**WHAT TO DO**. Could the lines from the one with "An implementation SHOULD" through the end of the listing be restated exactly, with nothing else included?

**EXTRACTED MATERIAL**.
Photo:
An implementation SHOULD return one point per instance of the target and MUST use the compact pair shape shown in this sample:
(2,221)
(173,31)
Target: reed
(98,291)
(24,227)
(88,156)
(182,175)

**TASK RESPONSE**.
An implementation SHOULD return one point per instance of the target and MUST use the compact pair shape shown in this sample:
(2,221)
(173,31)
Target: reed
(98,291)
(24,227)
(88,156)
(182,175)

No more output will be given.